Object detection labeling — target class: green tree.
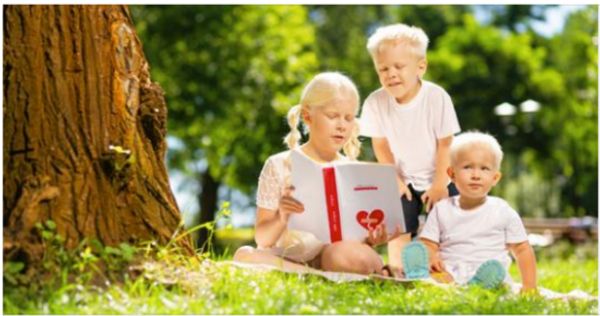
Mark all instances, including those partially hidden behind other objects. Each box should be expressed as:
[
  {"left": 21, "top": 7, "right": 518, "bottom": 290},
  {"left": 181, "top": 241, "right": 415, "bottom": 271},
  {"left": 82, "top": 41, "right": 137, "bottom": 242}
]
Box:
[
  {"left": 428, "top": 15, "right": 564, "bottom": 215},
  {"left": 543, "top": 6, "right": 598, "bottom": 216},
  {"left": 132, "top": 6, "right": 317, "bottom": 245}
]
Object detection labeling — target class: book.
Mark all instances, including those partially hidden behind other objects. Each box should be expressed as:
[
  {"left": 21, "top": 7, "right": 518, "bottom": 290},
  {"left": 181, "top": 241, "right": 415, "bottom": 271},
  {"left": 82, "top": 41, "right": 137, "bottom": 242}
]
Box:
[{"left": 288, "top": 150, "right": 406, "bottom": 243}]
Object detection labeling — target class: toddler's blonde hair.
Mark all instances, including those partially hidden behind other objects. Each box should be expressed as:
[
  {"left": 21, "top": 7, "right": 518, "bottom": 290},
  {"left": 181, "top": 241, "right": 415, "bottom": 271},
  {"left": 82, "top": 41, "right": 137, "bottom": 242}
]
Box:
[
  {"left": 367, "top": 23, "right": 429, "bottom": 58},
  {"left": 450, "top": 131, "right": 504, "bottom": 170},
  {"left": 284, "top": 72, "right": 360, "bottom": 160}
]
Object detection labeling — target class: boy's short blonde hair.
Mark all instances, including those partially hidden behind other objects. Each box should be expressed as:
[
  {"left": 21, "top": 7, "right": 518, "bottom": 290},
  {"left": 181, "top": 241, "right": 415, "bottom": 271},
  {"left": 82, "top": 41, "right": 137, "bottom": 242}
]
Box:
[
  {"left": 450, "top": 131, "right": 504, "bottom": 170},
  {"left": 367, "top": 23, "right": 429, "bottom": 58}
]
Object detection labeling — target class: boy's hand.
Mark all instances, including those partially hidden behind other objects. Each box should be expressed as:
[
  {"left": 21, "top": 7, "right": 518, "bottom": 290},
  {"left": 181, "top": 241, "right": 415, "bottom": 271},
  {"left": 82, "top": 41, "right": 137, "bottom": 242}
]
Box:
[
  {"left": 365, "top": 223, "right": 402, "bottom": 247},
  {"left": 421, "top": 184, "right": 448, "bottom": 213},
  {"left": 278, "top": 186, "right": 304, "bottom": 224},
  {"left": 396, "top": 177, "right": 412, "bottom": 201}
]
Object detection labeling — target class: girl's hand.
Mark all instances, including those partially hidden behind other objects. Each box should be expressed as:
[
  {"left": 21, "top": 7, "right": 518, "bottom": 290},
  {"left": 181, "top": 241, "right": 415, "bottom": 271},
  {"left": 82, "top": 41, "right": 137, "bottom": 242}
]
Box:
[
  {"left": 429, "top": 256, "right": 446, "bottom": 272},
  {"left": 277, "top": 186, "right": 304, "bottom": 224},
  {"left": 365, "top": 223, "right": 388, "bottom": 247}
]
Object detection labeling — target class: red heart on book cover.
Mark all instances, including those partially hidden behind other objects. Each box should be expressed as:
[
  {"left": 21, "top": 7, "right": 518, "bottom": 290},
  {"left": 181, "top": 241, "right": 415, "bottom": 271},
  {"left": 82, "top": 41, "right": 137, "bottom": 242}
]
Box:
________________________
→ **Instruction**: Please format every line of the records above as a JSON list of strings, one string per line, with blank lines left out. Leave the pictures out of the list.

→ **Problem solution**:
[
  "Object detection labeling — target class: green tree.",
  "Mark all instances, including those partially hidden behind other objects. Each box should be expressed as:",
  "[",
  "  {\"left\": 21, \"top\": 7, \"right\": 518, \"bottom\": 290},",
  "  {\"left\": 181, \"top\": 241, \"right\": 415, \"bottom\": 271},",
  "  {\"left\": 82, \"top\": 41, \"right\": 137, \"bottom\": 242}",
  "]",
  "Box:",
  "[",
  "  {\"left\": 428, \"top\": 15, \"right\": 564, \"bottom\": 215},",
  "  {\"left\": 543, \"top\": 6, \"right\": 598, \"bottom\": 216},",
  "  {\"left\": 132, \"top\": 6, \"right\": 317, \"bottom\": 245}",
  "]",
  "Object detection labeling — target class: book.",
  "Mark all instances, including those partially hidden behind other objects. Each box should be expressed as:",
  "[",
  "  {\"left\": 21, \"top\": 7, \"right\": 518, \"bottom\": 290},",
  "  {\"left\": 181, \"top\": 241, \"right\": 415, \"bottom\": 271},",
  "  {\"left\": 82, \"top\": 41, \"right\": 137, \"bottom\": 242}",
  "]",
  "Box:",
  "[{\"left\": 288, \"top\": 150, \"right\": 406, \"bottom\": 243}]",
  "Object detection labeling — target class: toddler's blonde hair.",
  "Mark all instances, including those partially hidden behind other objects. Each box should be expressed as:",
  "[",
  "  {\"left\": 21, \"top\": 7, \"right\": 518, \"bottom\": 290},",
  "  {\"left\": 181, \"top\": 241, \"right\": 415, \"bottom\": 271},",
  "  {\"left\": 82, \"top\": 41, \"right\": 137, \"bottom\": 242}",
  "]",
  "Box:",
  "[",
  "  {\"left\": 367, \"top\": 23, \"right\": 429, \"bottom\": 58},",
  "  {\"left\": 450, \"top\": 131, \"right\": 504, \"bottom\": 170},",
  "  {\"left\": 284, \"top\": 72, \"right\": 360, \"bottom\": 160}",
  "]",
  "Object detection labeling — target class: boy's short blonde hair.",
  "Mark all instances, including those partially hidden behind other objects. Each box should be expressed as:",
  "[",
  "  {\"left\": 21, \"top\": 7, \"right\": 518, \"bottom\": 290},",
  "  {\"left\": 181, \"top\": 241, \"right\": 415, \"bottom\": 271},",
  "  {\"left\": 82, \"top\": 41, \"right\": 137, \"bottom\": 242}",
  "]",
  "Box:",
  "[",
  "  {\"left\": 450, \"top\": 131, \"right\": 504, \"bottom\": 170},",
  "  {\"left\": 367, \"top\": 23, \"right\": 429, \"bottom\": 58}",
  "]",
  "Object detection labeling — target class: boy's hand.",
  "Mark all instances, including those partially hidden behind other objects. Each box should be expressed as:",
  "[",
  "  {\"left\": 21, \"top\": 7, \"right\": 518, \"bottom\": 290},",
  "  {\"left\": 181, \"top\": 241, \"right\": 415, \"bottom\": 271},",
  "  {\"left\": 82, \"top\": 41, \"right\": 137, \"bottom\": 242}",
  "]",
  "Box:",
  "[",
  "  {\"left\": 365, \"top\": 223, \"right\": 402, \"bottom\": 247},",
  "  {\"left\": 421, \"top\": 184, \"right\": 448, \"bottom\": 213},",
  "  {\"left\": 278, \"top\": 186, \"right\": 304, \"bottom\": 224},",
  "  {\"left\": 396, \"top\": 177, \"right\": 412, \"bottom\": 201}",
  "]",
  "Object detection labeling — target class: girl's hand.",
  "Mark all instances, including those partially hidden behind other objects. Each box should be expressed as:",
  "[",
  "  {\"left\": 21, \"top\": 7, \"right\": 518, \"bottom\": 290},",
  "  {\"left\": 181, \"top\": 241, \"right\": 415, \"bottom\": 271},",
  "  {\"left\": 82, \"top\": 41, \"right\": 137, \"bottom\": 242}",
  "]",
  "Box:",
  "[",
  "  {\"left\": 429, \"top\": 256, \"right\": 446, \"bottom\": 272},",
  "  {\"left\": 277, \"top\": 186, \"right\": 304, \"bottom\": 224},",
  "  {\"left\": 365, \"top\": 223, \"right\": 388, \"bottom\": 247}",
  "]",
  "Object detection labeling — target class: red heart on book cover.",
  "Mark all instances, including those partially hidden behind other objects. Each box should be expressed as:",
  "[",
  "  {\"left\": 21, \"top\": 7, \"right\": 518, \"bottom\": 290},",
  "  {\"left\": 181, \"top\": 241, \"right\": 415, \"bottom\": 271},",
  "  {\"left\": 82, \"top\": 41, \"right\": 137, \"bottom\": 242}",
  "]",
  "Box:"
]